__书面题目__
把下面材料里含有字符串“BATCH”的每一行都找出来，一行不漏地照抄列出。

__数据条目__
- - -

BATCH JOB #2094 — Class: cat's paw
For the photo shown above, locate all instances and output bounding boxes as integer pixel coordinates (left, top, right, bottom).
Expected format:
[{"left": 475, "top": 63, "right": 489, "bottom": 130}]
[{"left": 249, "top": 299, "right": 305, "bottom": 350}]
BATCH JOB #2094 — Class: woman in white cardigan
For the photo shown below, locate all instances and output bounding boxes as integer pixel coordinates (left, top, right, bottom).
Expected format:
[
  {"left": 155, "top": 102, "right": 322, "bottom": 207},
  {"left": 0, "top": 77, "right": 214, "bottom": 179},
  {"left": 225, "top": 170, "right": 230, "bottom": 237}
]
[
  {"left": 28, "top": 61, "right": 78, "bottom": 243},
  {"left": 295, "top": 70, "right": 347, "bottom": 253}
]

- - -

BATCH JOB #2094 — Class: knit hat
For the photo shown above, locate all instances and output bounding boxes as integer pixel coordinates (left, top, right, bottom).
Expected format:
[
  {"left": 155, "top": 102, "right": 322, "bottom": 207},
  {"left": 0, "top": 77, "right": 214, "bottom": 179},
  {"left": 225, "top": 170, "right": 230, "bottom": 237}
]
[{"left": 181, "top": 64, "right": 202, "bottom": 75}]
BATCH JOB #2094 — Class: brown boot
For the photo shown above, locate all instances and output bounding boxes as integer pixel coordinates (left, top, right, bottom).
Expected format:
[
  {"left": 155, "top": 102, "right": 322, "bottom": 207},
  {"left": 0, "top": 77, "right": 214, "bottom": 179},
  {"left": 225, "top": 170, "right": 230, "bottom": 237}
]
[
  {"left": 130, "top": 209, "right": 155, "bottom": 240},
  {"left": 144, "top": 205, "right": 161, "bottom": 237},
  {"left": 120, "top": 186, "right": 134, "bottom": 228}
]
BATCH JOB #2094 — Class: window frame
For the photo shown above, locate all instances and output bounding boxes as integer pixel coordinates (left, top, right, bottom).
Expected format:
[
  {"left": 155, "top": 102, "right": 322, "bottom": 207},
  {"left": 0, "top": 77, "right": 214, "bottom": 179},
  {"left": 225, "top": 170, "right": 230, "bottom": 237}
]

- - -

__题目解答__
BATCH JOB #2094 — Class: cat's paw
BATCH JOB #2094 — Class: woman in white cardigan
BATCH JOB #2094 — Class: knit hat
BATCH JOB #2094 — Class: brown boot
BATCH JOB #2094 — Class: window frame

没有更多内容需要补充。